■ EXERCISE PASSAGE:
——
You have just joined, or are about to join, the 13 million foreigners who visit Poland every year. Polish hospitality, or polska gościnność – you will hear this phrase a lot from Poles. We see ourselves as friendly, welcoming folk. Even if it is difficult to break the ice sometimes, and even if a person may seem reserved and unapproachable at first, once you do break the ice – once you join the ranks of friends and friends of friends, that is – there is no way out.
Ask any expat who has decided to settle in Poland. Even if they have initially been met with distrust and scepticism by their workmates or future in-laws, now they are part of the family, or rodzina.
Just try to be the first to leave a Polish party. No way! A country wedding reception can last up to three days. Sneaking out or leaving quietly is called ‘leaving the English way’ here. Why it is the ‘English’ way and not the ‘French’ or ‘Dutch’ way is not quite clear, but it is certainly not the Polish way. The host will grab you by the hand, suggest (or insist) that you have another slice of cake, another cup of tea or another shot of vodka, promise another round of dessert, warn you about the weather outside or suggest you stay the night. If you do decide to leave in spite of the host’s efforts, you will guarantee that he or she has a sleepless night, tossing and turning in bed, recounting the whole visit and trying to figure out what went wrong. The thought that you were jet-lagged, tired or had some more urgent business to attend to would be too simple. There must have been something that offended you.
Now that you have been warned, please allow us to encourage you to come. More than 600,000 hotel beds, not to mention over 13 million Polish homes, are waiting for you. We will do our best to make you stay longer and longer and longer and will make sure you want to come back.
——
■ WHAT YOU WILL DO:
[1] According to the passage on Polish hospitality, what is quietly sneaking out of a party called in Poland?
[2] Shorten the paragraph of the passage on Polish hospitality that begins "Now that you have been warned" into one or two sentences, keeping its main facts.
The listing that comes next is separate material, unrelated to the passage on Polish hospitality.
——
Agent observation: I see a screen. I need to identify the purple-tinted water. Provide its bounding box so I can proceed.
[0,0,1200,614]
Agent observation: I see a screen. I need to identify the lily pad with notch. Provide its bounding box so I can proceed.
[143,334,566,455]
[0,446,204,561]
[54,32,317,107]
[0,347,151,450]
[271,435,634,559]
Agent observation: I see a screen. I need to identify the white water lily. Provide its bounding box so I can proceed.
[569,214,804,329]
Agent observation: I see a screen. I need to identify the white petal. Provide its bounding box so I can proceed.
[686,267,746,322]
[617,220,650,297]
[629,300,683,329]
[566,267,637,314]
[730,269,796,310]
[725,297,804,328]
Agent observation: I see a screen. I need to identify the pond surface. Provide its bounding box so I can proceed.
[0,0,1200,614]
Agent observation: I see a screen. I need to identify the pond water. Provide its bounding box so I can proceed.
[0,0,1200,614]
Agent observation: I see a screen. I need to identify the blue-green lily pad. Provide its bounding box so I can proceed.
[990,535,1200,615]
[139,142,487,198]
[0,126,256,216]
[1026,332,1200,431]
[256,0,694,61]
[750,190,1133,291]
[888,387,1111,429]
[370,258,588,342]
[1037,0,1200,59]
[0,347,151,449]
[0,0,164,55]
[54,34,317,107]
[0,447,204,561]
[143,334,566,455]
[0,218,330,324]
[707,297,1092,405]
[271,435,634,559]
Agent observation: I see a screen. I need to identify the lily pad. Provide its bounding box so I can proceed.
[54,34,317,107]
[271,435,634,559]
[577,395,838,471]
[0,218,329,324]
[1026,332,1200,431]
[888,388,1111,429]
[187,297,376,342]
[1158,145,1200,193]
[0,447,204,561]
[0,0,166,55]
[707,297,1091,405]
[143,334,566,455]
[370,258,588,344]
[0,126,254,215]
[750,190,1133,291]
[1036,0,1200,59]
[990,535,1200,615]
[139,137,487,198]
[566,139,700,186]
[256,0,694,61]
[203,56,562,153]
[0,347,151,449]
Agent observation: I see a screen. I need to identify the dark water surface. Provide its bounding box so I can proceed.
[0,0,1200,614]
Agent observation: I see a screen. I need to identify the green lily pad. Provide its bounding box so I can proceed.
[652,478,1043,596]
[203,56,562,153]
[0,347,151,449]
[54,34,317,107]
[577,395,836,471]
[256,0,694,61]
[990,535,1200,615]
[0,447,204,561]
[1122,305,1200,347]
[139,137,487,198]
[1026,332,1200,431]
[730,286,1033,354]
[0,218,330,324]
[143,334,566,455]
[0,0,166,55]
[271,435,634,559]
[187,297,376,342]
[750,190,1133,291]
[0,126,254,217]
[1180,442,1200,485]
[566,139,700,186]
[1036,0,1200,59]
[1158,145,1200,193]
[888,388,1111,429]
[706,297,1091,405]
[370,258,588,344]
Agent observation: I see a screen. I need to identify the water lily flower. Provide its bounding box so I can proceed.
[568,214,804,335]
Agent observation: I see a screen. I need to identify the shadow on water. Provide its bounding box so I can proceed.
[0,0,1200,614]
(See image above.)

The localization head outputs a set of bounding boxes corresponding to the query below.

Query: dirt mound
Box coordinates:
——
■ EXERCISE RESULTS:
[1] It is called "leaving the English way."

[2] Having been warned, you are encouraged to come: more than 600,000 hotel beds and over 13 million Polish homes await you. Poles will try to make you stay longer and will make sure you want to come back.